Exercise description: Reproduce the entries from the line containing "Expected: one point per instance of the sponsor" through the line containing "x=905 y=139", both lines included and requests kept, multiplying every x and y coordinate in the answers by 2.45 and rounding to whole numbers with halves rounded up. Give only these lines, and leave out the pictures.

------ Recorded information ------

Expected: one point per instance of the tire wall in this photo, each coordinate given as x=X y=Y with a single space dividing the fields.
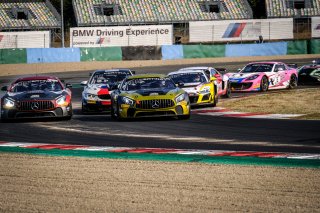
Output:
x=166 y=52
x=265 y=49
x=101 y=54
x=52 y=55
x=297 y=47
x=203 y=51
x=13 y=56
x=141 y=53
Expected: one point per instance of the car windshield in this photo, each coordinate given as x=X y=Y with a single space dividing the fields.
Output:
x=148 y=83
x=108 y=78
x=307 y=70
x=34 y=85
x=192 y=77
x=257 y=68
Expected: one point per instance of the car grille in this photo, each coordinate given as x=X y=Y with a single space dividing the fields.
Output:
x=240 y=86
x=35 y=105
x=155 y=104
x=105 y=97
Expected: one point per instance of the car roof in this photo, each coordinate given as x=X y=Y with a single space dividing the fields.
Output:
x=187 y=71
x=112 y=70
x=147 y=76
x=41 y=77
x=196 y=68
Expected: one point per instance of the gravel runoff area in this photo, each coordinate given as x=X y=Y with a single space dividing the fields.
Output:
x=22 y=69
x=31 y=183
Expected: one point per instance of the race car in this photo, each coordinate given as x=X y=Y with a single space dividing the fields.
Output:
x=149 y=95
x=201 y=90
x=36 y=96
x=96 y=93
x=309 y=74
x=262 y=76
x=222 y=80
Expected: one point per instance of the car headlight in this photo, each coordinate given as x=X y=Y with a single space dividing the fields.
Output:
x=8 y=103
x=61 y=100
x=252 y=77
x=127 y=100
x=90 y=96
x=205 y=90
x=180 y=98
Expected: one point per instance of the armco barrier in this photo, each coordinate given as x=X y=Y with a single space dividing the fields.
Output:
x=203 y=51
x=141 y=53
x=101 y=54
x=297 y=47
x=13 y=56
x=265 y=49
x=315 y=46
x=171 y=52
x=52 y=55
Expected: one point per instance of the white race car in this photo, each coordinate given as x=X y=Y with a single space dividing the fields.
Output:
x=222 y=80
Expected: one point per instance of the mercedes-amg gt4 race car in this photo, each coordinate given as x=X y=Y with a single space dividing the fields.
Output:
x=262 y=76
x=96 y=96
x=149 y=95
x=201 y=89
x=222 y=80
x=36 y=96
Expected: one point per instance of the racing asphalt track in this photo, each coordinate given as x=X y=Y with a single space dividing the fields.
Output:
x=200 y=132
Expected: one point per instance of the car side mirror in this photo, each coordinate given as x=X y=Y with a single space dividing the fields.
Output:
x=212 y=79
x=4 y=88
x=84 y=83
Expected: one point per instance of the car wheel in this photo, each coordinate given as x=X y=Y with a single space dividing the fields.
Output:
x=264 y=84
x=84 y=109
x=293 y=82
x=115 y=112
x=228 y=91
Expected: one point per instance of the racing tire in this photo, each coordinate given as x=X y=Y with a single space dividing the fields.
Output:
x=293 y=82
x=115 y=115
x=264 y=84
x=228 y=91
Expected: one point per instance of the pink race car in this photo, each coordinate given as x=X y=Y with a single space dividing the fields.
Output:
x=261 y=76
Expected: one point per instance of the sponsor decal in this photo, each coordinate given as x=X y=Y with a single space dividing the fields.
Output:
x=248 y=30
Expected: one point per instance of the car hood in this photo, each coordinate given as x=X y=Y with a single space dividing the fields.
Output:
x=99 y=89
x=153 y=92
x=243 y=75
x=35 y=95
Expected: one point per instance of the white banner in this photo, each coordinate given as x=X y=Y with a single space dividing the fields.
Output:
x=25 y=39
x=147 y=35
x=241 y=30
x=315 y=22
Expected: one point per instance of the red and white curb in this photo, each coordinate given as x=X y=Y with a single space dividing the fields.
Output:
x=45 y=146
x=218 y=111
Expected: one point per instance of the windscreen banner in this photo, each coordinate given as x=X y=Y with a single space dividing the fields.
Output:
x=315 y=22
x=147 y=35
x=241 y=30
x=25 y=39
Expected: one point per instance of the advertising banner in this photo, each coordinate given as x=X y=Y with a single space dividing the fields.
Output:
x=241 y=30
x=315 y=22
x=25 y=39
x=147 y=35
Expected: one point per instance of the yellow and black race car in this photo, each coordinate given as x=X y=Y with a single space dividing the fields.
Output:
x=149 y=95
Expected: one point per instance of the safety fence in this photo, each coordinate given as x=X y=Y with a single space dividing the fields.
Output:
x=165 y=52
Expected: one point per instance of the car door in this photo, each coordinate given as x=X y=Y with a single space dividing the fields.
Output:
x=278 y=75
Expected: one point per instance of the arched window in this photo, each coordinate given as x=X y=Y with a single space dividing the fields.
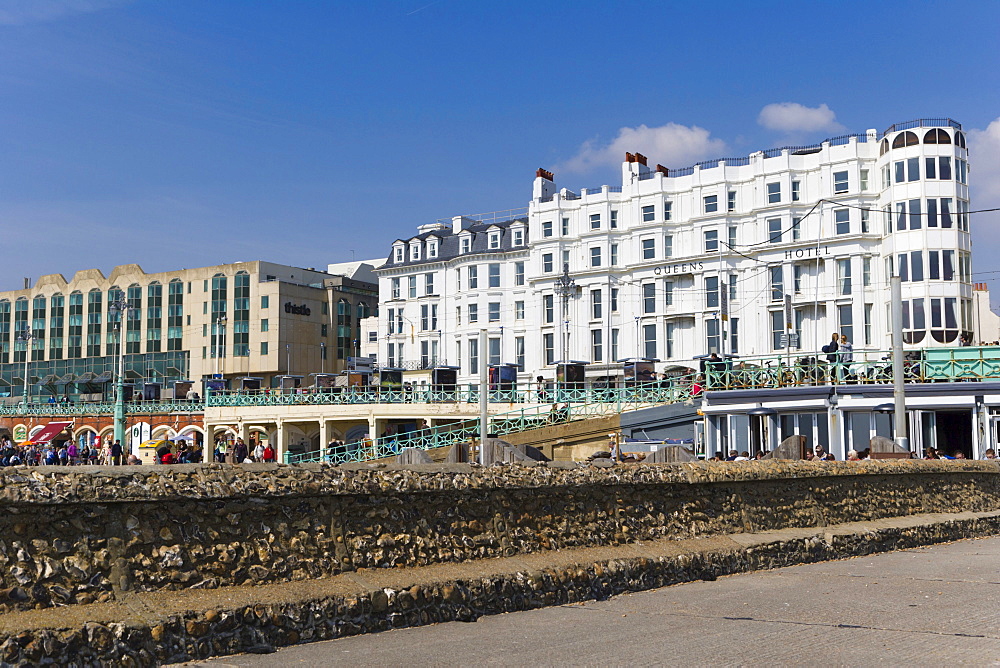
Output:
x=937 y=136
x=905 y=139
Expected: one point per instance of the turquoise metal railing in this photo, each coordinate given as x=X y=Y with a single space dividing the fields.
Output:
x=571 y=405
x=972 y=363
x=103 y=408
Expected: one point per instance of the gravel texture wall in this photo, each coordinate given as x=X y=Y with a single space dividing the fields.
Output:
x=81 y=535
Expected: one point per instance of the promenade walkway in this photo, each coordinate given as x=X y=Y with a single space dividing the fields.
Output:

------

Result:
Expected: one point per instance of the sponsor decal in this photo, each coordinate given as x=X y=Y with a single space dividing the fields.
Output:
x=608 y=74
Expected: one point per instance of the car hood in this photo, each coordinate given as x=X y=Y with a single space dividing the fields.
Output:
x=243 y=218
x=375 y=225
x=595 y=184
x=86 y=233
Expected: one point per instance of the white banner in this photo, each coordinate given as x=X y=Y with a single space dividing the fields.
Output:
x=61 y=96
x=360 y=86
x=590 y=74
x=772 y=54
Expected: one point per instance of the red and white curb in this photo, each coordinate given as x=X y=Y with a single space dividing the fields.
Output:
x=110 y=358
x=534 y=272
Expected: one point per instance of the windscreen banner in this photo, each coordinate given as x=X y=Y with a single space dividing the fields.
Output:
x=772 y=54
x=360 y=86
x=590 y=74
x=61 y=96
Expected: one point per instance of the advertising banner in this photo, each coordinate given as x=X y=Y with a single space dividing the fields.
Output:
x=590 y=74
x=772 y=54
x=61 y=96
x=360 y=86
Expected: one point per instance of the yellow and black race car in this photo, each coordinate given as x=X y=Y with a single space dividing the fields.
Output:
x=365 y=233
Expected: one point per instance of the safety fence in this photo, each coordinate given as x=X y=Y with a single space dividing the fields.
Output:
x=404 y=127
Expected: one point per instance of the car door in this photo, each coordinate given as x=X y=Y with a single space dividing the fields.
Output:
x=681 y=184
Expected: one point per instance of the arched window in this photo, each coordinate given as x=X y=Y with a single space dividing the fields.
Output:
x=2296 y=333
x=2217 y=341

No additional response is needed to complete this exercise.